--- Supplied material ---
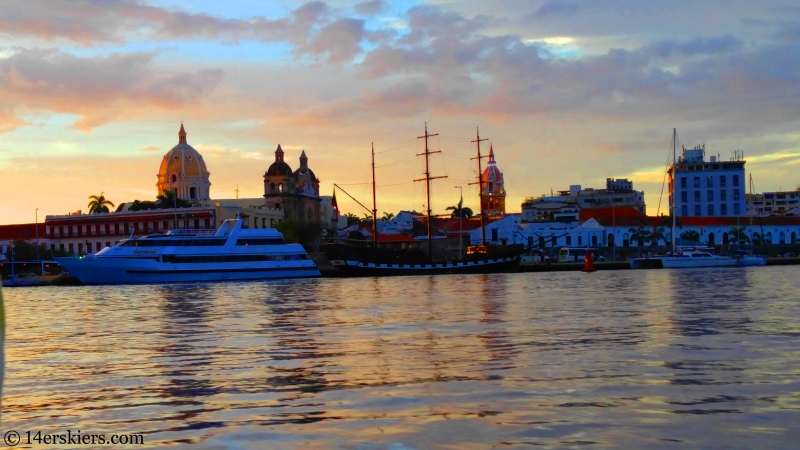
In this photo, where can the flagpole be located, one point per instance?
(460, 221)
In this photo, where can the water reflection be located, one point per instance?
(653, 359)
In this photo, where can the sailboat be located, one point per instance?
(360, 260)
(689, 257)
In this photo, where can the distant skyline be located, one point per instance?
(92, 94)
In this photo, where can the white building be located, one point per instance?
(713, 189)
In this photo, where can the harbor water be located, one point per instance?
(618, 359)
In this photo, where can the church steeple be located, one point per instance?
(303, 161)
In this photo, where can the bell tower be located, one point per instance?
(494, 191)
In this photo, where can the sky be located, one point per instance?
(92, 94)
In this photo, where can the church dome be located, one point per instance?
(183, 169)
(279, 167)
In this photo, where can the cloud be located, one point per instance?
(100, 90)
(371, 8)
(557, 8)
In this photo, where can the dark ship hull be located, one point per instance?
(355, 260)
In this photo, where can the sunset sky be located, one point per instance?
(92, 94)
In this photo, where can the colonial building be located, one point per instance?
(295, 193)
(183, 168)
(493, 195)
(700, 188)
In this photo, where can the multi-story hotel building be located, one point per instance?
(707, 188)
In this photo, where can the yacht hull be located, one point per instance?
(499, 265)
(684, 262)
(134, 271)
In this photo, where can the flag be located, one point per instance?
(335, 206)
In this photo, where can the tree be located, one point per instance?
(99, 203)
(690, 235)
(639, 235)
(145, 205)
(660, 235)
(463, 212)
(737, 236)
(169, 199)
(759, 239)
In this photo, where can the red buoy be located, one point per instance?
(588, 266)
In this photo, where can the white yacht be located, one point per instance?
(696, 258)
(232, 253)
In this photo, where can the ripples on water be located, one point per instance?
(634, 359)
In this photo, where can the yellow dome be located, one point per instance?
(184, 170)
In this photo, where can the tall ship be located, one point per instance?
(370, 260)
(231, 253)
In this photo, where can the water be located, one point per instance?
(625, 359)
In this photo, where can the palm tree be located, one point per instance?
---
**Task**
Turn all of the rows above into a numbered list, skipping any blank lines and leaving the pictures out.

**Solution to the problem**
1. In this photo, where can the flagpole be located, one point per instance?
2. (460, 221)
3. In this photo, where can the water reflection be located, one point per instance?
4. (653, 359)
5. In this photo, where can the sailboat be located, one point per instance?
6. (360, 260)
7. (689, 257)
8. In this photo, where can the distant skyline be located, one point per instance?
9. (92, 94)
10. In this photo, where can the white building be located, one point per instance?
11. (713, 189)
12. In this photo, where can the harbor water be located, one point per instance?
13. (618, 359)
14. In this photo, where can the church steeple be located, one point per instance?
15. (303, 161)
16. In this photo, where can the bell tower be located, one point per instance?
17. (494, 191)
18. In this photo, where can the sky be located, one point per instance?
19. (92, 94)
20. In this photo, where can the church dome be located, one point per instance?
21. (183, 169)
22. (279, 167)
23. In this photo, where can the cloud be located, one point per instance?
24. (100, 90)
25. (371, 8)
26. (557, 8)
27. In this photo, where can the dark ship hull be located, one point per instance?
28. (355, 260)
29. In this photo, where can the sunset sky be located, one point per instance?
30. (92, 94)
31. In this photo, where can the colonial building be located, one point per instance?
32. (295, 193)
33. (183, 168)
34. (493, 195)
35. (700, 188)
36. In this photo, where can the multi-story hotel building be located, one point per instance?
37. (707, 188)
38. In this photo, where can the yacht hull be located, one point per instance?
39. (499, 265)
40. (684, 262)
41. (134, 271)
42. In this photo, where can the flag be located, one point per instance?
43. (335, 206)
44. In this photo, where can the tree be located, one point per instance?
45. (99, 203)
46. (690, 235)
47. (639, 235)
48. (145, 205)
49. (660, 235)
50. (463, 212)
51. (737, 236)
52. (169, 199)
53. (759, 239)
54. In this photo, where can the red buoy be located, one point per instance?
55. (588, 266)
56. In this photo, where can the white yacht be located, one point per instance?
57. (696, 258)
58. (232, 253)
59. In this photo, where can the ripples on water be located, one point per instance?
60. (634, 359)
61. In this photo, where can the yellow dome be located, one point per instance?
62. (184, 170)
63. In this photo, where can the tall ship be located, one point per instance?
64. (370, 260)
65. (231, 253)
66. In this photo, where can the water be located, one point per instance?
67. (625, 359)
68. In this photo, where can the palm tree be located, one point per instance?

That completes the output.